» DATA ENTRIES
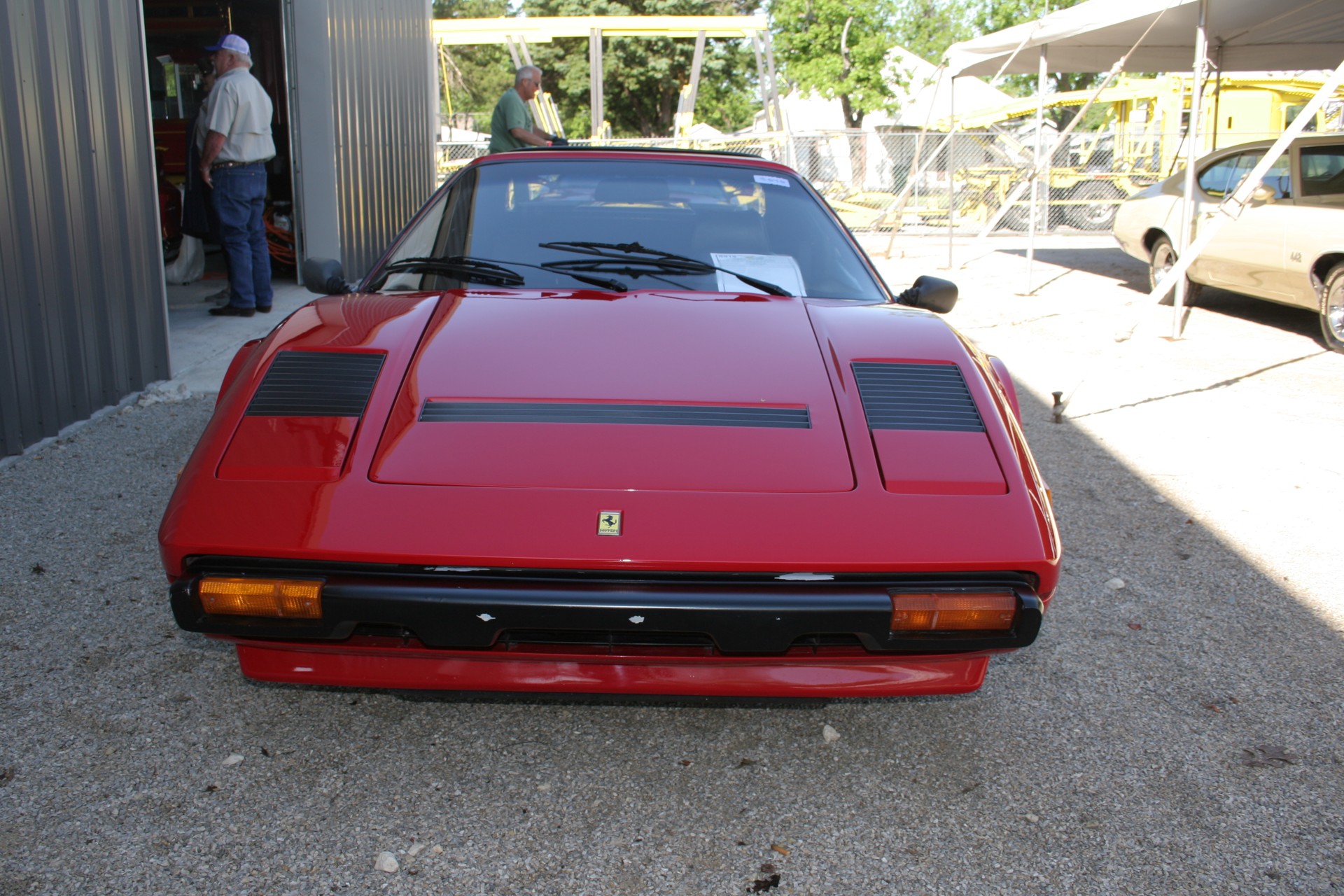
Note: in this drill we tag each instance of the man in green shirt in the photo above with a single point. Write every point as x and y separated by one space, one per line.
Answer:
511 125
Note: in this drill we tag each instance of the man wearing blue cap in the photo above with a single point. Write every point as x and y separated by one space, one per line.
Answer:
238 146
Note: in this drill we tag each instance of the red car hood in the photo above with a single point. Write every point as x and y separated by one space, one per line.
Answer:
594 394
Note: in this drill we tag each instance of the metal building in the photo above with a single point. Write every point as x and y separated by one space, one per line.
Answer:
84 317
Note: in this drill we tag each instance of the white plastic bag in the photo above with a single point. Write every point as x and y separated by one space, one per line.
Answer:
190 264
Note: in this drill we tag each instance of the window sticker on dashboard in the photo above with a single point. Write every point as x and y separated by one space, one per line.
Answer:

» STATED GOAL
Copy all of the entries above word for word, leaving out the pictures.

» TASK RESULT
Note: in this drill we tag each instance of the man in green shirt in the photo above with a single point. Write every point as x and y separated by one space, one per line.
Answer:
511 125
Note: in this drill we tag each instance of the man wearing blue cap in the photo above with a single point. Write every point as x and y separated by one space, one per line.
Answer:
238 146
Note: in this drill we tag each instance of the red car hood in the photo above with a single point. Write every point as x and y separated by one space, one per line.
Answer:
594 394
Note: in this drill we tag each instance of the metal building in the photo above with a single point. Write every point as x and y separated by one space, one per line.
Answer:
84 317
Note: in this drill we tag each instance of the white plastic bag in the photo above with a single point. Write every point as x and y separated by one space, one per line.
Answer:
190 264
Note: in this drill we tag each instance of the window sticker on dashboard in the photo above with a single point. Write every point as x and y separated by one space, one per line.
Answer:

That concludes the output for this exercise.